[A run of entries]
• • • • • • •

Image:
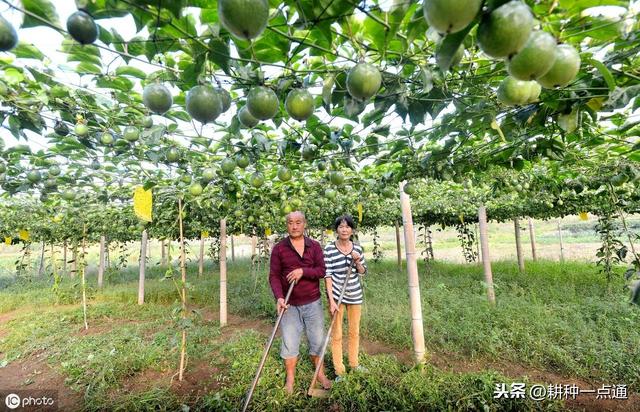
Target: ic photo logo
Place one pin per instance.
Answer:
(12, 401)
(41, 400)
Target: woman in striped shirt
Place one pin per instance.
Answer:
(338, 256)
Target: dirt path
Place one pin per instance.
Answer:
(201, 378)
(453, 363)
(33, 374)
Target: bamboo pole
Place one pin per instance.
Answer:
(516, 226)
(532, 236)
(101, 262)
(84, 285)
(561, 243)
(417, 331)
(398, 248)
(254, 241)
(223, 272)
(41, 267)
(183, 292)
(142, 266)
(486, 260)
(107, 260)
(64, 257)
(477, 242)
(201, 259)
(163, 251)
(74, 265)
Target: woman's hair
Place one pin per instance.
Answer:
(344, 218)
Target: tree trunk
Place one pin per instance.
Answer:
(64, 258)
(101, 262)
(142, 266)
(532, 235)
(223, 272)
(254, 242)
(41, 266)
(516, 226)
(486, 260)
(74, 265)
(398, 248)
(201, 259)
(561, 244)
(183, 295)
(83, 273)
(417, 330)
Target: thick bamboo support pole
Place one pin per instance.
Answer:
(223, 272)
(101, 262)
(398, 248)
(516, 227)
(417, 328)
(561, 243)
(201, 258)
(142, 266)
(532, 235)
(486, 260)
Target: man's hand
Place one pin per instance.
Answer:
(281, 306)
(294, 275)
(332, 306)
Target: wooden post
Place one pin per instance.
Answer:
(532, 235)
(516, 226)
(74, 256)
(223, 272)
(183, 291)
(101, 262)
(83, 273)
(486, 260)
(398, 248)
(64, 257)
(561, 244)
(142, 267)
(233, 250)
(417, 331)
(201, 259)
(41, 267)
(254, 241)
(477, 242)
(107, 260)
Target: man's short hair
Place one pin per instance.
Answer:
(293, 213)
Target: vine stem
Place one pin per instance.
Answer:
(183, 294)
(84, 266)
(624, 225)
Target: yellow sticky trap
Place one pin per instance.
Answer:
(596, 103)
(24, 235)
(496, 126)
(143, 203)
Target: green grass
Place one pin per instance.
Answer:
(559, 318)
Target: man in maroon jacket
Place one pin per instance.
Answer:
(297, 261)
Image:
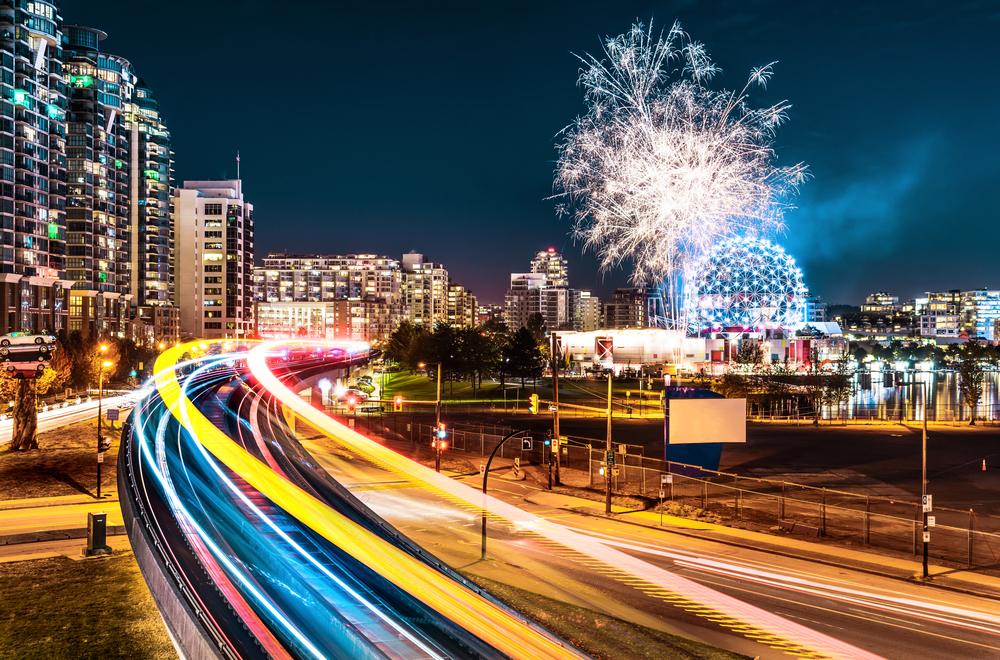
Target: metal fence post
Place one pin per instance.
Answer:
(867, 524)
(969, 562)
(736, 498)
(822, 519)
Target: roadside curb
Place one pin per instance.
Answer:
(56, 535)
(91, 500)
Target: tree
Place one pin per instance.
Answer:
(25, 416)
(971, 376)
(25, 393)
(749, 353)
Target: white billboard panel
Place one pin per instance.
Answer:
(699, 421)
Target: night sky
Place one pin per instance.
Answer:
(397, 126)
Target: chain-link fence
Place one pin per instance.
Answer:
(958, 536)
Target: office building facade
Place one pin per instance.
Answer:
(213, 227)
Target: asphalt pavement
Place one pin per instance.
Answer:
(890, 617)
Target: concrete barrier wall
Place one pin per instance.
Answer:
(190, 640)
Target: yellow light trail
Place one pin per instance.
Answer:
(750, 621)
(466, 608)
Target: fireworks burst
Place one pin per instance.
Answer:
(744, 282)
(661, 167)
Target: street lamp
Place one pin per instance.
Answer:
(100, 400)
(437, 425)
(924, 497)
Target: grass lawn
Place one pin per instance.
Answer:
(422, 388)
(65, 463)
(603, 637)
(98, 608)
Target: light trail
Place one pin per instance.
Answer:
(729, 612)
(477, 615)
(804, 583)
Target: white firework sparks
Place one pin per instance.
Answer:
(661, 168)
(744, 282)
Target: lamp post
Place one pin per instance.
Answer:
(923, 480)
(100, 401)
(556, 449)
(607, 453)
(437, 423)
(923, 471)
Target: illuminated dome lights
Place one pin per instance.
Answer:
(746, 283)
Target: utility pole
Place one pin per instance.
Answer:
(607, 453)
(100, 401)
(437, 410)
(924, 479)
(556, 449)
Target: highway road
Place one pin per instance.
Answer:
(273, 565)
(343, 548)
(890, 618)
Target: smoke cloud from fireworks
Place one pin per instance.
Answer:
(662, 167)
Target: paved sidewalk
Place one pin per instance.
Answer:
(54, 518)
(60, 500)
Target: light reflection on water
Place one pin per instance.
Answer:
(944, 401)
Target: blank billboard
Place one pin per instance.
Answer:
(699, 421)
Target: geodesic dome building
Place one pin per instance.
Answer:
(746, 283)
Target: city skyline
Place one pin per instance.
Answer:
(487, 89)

• • • • • • •

# [Exercise goal]
Repeat every one of the entries above verbatim, leaving the pictures out of your answer.

# [Output of the exercise]
Image:
Target: ic photo logo
Place one pin per instance.
Answer:
(12, 401)
(41, 400)
Target: woman in striped shirt
Place one pin per instance.
Answer:
(338, 256)
Target: dirt path
Place one pin per instance.
Answer:
(201, 378)
(453, 363)
(33, 374)
Target: bamboo pole
Place one pin per instance.
Answer:
(516, 226)
(532, 236)
(101, 262)
(84, 285)
(561, 243)
(417, 331)
(398, 248)
(254, 241)
(223, 272)
(41, 267)
(183, 292)
(142, 266)
(486, 260)
(107, 260)
(64, 257)
(477, 242)
(201, 259)
(163, 251)
(74, 265)
Target: woman's hair
Place one pin per instance.
Answer:
(344, 218)
Target: tree trunk
Place one pin per instance.
Answer:
(64, 258)
(101, 262)
(142, 266)
(532, 235)
(223, 272)
(254, 242)
(41, 266)
(516, 226)
(486, 260)
(74, 265)
(398, 248)
(201, 259)
(561, 244)
(183, 295)
(83, 273)
(417, 330)
Target: thick bamboo support pole
Place one pin per instance.
Answer:
(223, 272)
(101, 262)
(398, 248)
(516, 227)
(417, 328)
(561, 243)
(201, 258)
(142, 266)
(532, 235)
(486, 260)
Target: man's hand
Place one pin per instance.
Answer:
(281, 306)
(294, 275)
(332, 306)
Target: wooden post
Place one pin per instance.
Answer:
(532, 235)
(516, 226)
(74, 256)
(223, 272)
(183, 291)
(101, 262)
(83, 273)
(486, 260)
(398, 248)
(64, 257)
(561, 244)
(142, 267)
(233, 250)
(417, 331)
(201, 259)
(41, 267)
(254, 241)
(477, 242)
(107, 260)
Target: man's short hair
Place one pin per instance.
Answer:
(293, 213)
Target: vine stem
Place one pin per instance.
Answer:
(183, 294)
(84, 266)
(624, 225)
Target: yellow sticky trap
Place one pin per instance.
Answer:
(596, 103)
(24, 235)
(496, 126)
(143, 203)
Target: green grass
Place one pin per instance.
Answer:
(559, 318)
Target: man in maroon jacket
Place one pin per instance.
Answer:
(297, 261)
Image:
Target: metal fence post
Place one pin per instance.
Answer:
(867, 524)
(969, 562)
(736, 498)
(822, 519)
Target: roadside curb
Place one pin per instance.
Answer:
(56, 535)
(91, 500)
Target: tree
Place one pin per instance.
Answer:
(25, 416)
(971, 376)
(25, 393)
(749, 353)
Target: white billboard panel
Place one pin per instance.
Answer:
(699, 421)
Target: night sky
Place one pin per instance.
Answer:
(397, 126)
Target: chain-link fence
Place one pin per instance.
Answer:
(958, 536)
Target: office building facade
Place one pin per instance.
Answer:
(213, 227)
Target: asphalt pavement
Place one pin per instance.
Answer:
(890, 617)
Target: concrete barrier wall
Place one pin per instance.
Answer:
(190, 640)
Target: yellow light trail
Place one pin per instance.
Answer:
(750, 621)
(466, 608)
Target: fireworks burst
Place one pin per instance.
Answer:
(744, 282)
(661, 167)
Target: street lamp
Place one pin per instance.
Answer:
(100, 400)
(437, 425)
(924, 497)
Target: grass lawn
Place one pin per instance.
Answer:
(422, 388)
(65, 463)
(603, 637)
(98, 608)
Target: light trail
Place one pin per instance.
Answer:
(729, 612)
(477, 615)
(804, 583)
Target: white firework sparks
Place one pin per instance.
Answer:
(661, 168)
(744, 282)
Target: lamp post
Place one pin per instance.
Answer:
(923, 480)
(100, 401)
(556, 449)
(607, 453)
(437, 423)
(923, 471)
Target: illuminated dome lights
Place one pin per instance.
Answer:
(746, 283)
Target: utility pole
Place one pin per instance.
Answer:
(607, 453)
(100, 401)
(437, 410)
(924, 479)
(556, 449)
Target: highway road
Place one pin per instance.
Answer:
(273, 565)
(343, 548)
(890, 618)
Target: smoke cloud from fireworks
Place one pin per instance.
Answer:
(662, 167)
Target: paved sidewalk
Place one pin per instance.
Answer:
(54, 518)
(60, 500)
Target: light reflection on water
Place one pin per instance.
Answer:
(944, 401)
Target: blank billboard
Place one pin per instance.
Answer:
(699, 421)
Target: geodesic dome building
Place one pin per instance.
Answer:
(746, 283)
Target: city skyline
Place one pin per instance.
Answer:
(487, 89)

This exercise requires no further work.